* **Material to process**
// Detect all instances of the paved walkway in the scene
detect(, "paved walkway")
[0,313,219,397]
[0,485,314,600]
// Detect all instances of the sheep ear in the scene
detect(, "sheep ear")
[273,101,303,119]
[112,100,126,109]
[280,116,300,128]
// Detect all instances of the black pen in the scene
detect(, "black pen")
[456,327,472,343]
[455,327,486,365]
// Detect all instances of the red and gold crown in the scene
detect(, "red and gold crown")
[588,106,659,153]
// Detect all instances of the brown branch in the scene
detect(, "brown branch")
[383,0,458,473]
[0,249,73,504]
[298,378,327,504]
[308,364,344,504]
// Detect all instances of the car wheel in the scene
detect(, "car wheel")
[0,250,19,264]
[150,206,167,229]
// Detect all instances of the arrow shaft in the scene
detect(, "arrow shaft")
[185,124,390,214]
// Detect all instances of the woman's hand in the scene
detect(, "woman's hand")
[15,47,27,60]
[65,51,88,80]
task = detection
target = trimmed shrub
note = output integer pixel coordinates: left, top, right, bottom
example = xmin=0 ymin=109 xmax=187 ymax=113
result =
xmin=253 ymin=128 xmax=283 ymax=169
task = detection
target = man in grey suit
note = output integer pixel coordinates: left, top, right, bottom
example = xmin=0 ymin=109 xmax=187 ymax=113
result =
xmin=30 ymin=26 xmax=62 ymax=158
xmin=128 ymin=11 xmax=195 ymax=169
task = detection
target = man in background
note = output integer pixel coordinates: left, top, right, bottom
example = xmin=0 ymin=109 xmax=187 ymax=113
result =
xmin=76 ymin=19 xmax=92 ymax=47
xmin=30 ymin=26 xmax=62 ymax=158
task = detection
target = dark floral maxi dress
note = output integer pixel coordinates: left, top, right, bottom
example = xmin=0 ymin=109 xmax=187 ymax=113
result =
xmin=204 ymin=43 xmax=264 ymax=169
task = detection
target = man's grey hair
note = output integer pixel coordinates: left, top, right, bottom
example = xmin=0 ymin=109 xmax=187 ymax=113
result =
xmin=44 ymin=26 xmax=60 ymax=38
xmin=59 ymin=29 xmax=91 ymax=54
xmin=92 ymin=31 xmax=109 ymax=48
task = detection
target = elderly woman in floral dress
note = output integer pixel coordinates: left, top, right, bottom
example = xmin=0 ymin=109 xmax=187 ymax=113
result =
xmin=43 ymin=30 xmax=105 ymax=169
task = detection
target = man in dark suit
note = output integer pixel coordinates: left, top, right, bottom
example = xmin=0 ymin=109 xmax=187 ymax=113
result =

* **Problem**
Render the stretch of the listing from the line containing "wheel in the scene" through the line containing "xmin=92 ymin=31 xmax=109 ymax=48" as a JSON list of strings, one string per line and with any blank lines omitted.

* **Solved exercise**
[
  "// Detect all instances of the car wheel in the scene",
  "detect(, \"car wheel\")",
  "[0,250,19,264]",
  "[150,206,167,229]",
  "// Detect all instances of the arrow shaft in the scene",
  "detect(, \"arrow shaft\")",
  "[185,124,390,214]",
  "// Detect all instances of the woman's hand in the scene",
  "detect(, \"woman's hand\")",
  "[15,47,27,60]",
  "[65,51,88,80]",
  "task = detection",
  "target = trimmed shrub",
  "note = output integer pixel coordinates: left, top, right, bottom",
  "example = xmin=0 ymin=109 xmax=187 ymax=113",
  "result =",
  "xmin=253 ymin=128 xmax=283 ymax=169",
  "task = detection",
  "target = man in grey suit",
  "note = output integer pixel coordinates: left, top, right, bottom",
  "example = xmin=0 ymin=109 xmax=187 ymax=113",
  "result =",
  "xmin=30 ymin=26 xmax=62 ymax=158",
  "xmin=128 ymin=11 xmax=195 ymax=169",
  "task = detection",
  "target = man in background",
  "note = output integer pixel coordinates: left, top, right, bottom",
  "example = xmin=0 ymin=109 xmax=187 ymax=113",
  "result =",
  "xmin=76 ymin=19 xmax=92 ymax=47",
  "xmin=30 ymin=26 xmax=62 ymax=158",
  "task = detection",
  "target = dark floral maxi dress",
  "note = output integer pixel coordinates: left, top, right, bottom",
  "example = xmin=0 ymin=109 xmax=187 ymax=113",
  "result =",
  "xmin=204 ymin=43 xmax=264 ymax=169",
  "task = detection",
  "target = man's grey hair",
  "note = output integer pixel coordinates: left, top, right, bottom",
  "example = xmin=0 ymin=109 xmax=187 ymax=113",
  "result =",
  "xmin=44 ymin=26 xmax=60 ymax=38",
  "xmin=59 ymin=29 xmax=91 ymax=54",
  "xmin=92 ymin=31 xmax=109 ymax=48"
]